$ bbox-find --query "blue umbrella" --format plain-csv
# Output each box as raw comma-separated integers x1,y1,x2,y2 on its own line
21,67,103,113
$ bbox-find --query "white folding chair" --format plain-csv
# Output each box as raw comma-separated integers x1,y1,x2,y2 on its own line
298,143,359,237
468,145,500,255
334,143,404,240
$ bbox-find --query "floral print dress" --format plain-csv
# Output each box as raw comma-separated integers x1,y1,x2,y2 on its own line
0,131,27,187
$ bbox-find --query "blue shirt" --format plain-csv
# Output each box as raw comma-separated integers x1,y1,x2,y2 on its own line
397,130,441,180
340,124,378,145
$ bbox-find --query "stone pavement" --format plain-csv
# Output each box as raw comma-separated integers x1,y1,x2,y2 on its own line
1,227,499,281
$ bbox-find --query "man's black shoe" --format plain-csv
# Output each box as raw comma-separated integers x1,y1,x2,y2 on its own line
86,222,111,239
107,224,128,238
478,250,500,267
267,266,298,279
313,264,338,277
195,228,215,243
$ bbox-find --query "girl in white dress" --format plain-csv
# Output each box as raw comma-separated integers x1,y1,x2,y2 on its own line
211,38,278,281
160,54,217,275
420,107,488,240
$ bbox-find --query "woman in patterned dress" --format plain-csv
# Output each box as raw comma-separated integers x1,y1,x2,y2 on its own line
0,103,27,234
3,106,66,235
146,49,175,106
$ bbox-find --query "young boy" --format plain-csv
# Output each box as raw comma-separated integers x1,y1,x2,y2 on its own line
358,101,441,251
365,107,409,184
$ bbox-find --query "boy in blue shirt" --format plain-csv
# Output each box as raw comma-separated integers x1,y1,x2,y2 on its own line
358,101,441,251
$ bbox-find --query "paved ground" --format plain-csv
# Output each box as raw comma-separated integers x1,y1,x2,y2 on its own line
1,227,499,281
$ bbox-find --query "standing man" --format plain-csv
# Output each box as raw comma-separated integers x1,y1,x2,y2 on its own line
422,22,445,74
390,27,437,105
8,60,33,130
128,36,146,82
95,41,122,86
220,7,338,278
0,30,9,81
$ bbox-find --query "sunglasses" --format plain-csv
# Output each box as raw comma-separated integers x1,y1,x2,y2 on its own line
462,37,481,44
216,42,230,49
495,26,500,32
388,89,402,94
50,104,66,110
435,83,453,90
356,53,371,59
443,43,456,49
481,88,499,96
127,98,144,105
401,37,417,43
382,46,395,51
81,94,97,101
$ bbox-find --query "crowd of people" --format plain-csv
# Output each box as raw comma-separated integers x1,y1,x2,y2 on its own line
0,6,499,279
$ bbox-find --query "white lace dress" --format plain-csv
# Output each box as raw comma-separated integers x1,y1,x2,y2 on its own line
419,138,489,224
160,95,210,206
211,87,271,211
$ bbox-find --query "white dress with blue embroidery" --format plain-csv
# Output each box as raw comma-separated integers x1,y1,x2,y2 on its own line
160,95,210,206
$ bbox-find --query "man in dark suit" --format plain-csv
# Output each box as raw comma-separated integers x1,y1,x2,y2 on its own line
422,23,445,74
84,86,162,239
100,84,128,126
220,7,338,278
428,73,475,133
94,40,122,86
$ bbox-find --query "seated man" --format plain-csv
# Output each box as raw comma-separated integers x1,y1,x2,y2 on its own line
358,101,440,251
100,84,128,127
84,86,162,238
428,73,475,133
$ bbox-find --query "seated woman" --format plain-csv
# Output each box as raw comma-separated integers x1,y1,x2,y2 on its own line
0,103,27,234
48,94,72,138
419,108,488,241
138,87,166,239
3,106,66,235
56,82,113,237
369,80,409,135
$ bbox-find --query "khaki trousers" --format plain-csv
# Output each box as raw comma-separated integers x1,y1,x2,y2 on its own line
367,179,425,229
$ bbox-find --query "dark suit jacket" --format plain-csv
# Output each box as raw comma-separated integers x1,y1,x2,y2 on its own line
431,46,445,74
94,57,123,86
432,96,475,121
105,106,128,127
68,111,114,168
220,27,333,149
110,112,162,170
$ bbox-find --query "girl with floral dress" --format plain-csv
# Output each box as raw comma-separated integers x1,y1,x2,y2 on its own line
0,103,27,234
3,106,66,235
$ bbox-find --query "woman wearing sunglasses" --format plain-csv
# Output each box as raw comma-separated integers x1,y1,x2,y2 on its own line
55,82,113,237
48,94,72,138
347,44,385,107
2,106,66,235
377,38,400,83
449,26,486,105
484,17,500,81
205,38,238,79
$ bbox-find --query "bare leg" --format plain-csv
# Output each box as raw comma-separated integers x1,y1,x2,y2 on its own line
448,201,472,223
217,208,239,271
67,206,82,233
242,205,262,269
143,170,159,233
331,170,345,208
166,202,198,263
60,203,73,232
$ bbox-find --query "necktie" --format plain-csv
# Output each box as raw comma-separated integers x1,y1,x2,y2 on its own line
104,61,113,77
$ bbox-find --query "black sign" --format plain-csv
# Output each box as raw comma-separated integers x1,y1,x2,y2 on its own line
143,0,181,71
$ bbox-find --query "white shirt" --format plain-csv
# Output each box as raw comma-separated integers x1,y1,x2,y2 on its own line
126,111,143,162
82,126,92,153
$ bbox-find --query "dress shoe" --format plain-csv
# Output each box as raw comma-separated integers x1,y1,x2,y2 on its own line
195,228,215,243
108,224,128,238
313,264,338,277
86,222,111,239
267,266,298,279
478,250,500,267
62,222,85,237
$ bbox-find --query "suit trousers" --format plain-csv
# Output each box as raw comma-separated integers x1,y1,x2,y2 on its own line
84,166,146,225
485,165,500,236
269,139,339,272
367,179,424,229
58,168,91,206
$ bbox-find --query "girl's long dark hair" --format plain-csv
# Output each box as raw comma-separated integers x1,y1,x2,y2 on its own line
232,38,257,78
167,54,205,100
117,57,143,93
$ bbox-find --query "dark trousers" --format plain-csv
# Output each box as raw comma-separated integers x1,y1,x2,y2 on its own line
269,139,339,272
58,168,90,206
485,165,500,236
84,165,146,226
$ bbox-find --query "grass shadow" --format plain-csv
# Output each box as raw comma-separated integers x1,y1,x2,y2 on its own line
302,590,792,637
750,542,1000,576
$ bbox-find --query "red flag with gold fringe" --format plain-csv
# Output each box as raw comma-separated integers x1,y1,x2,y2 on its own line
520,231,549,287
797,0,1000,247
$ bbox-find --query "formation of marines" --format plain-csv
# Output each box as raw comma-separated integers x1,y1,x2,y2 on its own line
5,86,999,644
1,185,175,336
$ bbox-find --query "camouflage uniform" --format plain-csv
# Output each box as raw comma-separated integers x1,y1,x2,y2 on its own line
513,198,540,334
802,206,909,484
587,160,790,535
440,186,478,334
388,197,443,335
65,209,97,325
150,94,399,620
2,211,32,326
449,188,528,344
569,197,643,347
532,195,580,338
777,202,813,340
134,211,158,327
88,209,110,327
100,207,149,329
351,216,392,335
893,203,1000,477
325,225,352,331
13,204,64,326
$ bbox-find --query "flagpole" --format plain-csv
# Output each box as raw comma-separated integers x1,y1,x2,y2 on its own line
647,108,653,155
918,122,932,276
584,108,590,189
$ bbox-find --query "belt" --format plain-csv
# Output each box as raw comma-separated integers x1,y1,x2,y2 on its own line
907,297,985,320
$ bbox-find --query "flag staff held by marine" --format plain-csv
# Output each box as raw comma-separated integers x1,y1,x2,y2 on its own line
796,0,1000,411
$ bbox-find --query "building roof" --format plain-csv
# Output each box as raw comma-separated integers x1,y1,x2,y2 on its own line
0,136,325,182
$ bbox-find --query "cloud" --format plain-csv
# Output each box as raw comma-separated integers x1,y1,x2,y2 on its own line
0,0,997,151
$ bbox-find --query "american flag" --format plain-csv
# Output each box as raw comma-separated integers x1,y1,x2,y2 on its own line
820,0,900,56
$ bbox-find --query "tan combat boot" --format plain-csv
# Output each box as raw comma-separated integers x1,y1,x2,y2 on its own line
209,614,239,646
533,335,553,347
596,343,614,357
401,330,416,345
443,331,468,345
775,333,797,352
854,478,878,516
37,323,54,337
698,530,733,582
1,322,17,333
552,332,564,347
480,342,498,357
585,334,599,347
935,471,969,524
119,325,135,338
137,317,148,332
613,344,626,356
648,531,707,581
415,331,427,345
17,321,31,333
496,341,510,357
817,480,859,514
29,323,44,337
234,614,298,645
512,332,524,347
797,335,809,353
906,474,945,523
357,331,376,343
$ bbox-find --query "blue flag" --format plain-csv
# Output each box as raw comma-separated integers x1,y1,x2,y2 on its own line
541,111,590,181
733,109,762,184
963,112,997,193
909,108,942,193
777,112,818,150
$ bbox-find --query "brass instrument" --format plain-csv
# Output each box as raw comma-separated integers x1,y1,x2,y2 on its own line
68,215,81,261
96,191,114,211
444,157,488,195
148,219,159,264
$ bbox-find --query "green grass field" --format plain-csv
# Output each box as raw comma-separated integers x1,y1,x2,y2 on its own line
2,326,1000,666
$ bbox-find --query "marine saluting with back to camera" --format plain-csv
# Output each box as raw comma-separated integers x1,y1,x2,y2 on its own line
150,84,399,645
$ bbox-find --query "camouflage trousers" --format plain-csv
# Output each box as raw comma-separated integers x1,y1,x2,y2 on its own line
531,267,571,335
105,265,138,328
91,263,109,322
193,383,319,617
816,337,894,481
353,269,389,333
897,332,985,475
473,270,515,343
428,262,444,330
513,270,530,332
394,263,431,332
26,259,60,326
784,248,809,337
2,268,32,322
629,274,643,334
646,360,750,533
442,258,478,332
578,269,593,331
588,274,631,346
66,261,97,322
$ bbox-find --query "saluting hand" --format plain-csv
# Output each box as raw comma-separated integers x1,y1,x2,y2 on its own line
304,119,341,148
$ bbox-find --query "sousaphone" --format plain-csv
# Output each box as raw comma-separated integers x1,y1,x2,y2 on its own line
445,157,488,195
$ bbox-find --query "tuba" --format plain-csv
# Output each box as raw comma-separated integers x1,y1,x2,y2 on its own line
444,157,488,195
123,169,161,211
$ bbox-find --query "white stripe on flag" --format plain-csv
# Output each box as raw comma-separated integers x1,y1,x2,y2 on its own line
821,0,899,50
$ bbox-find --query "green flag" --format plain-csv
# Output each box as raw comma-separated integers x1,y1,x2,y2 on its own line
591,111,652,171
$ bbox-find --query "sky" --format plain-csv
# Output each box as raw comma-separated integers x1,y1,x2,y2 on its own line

_Instructions for the task_.
Say how many lines of the data above have the string "shoe" in them, and write nothing besides that number.

_Result of the task_.
2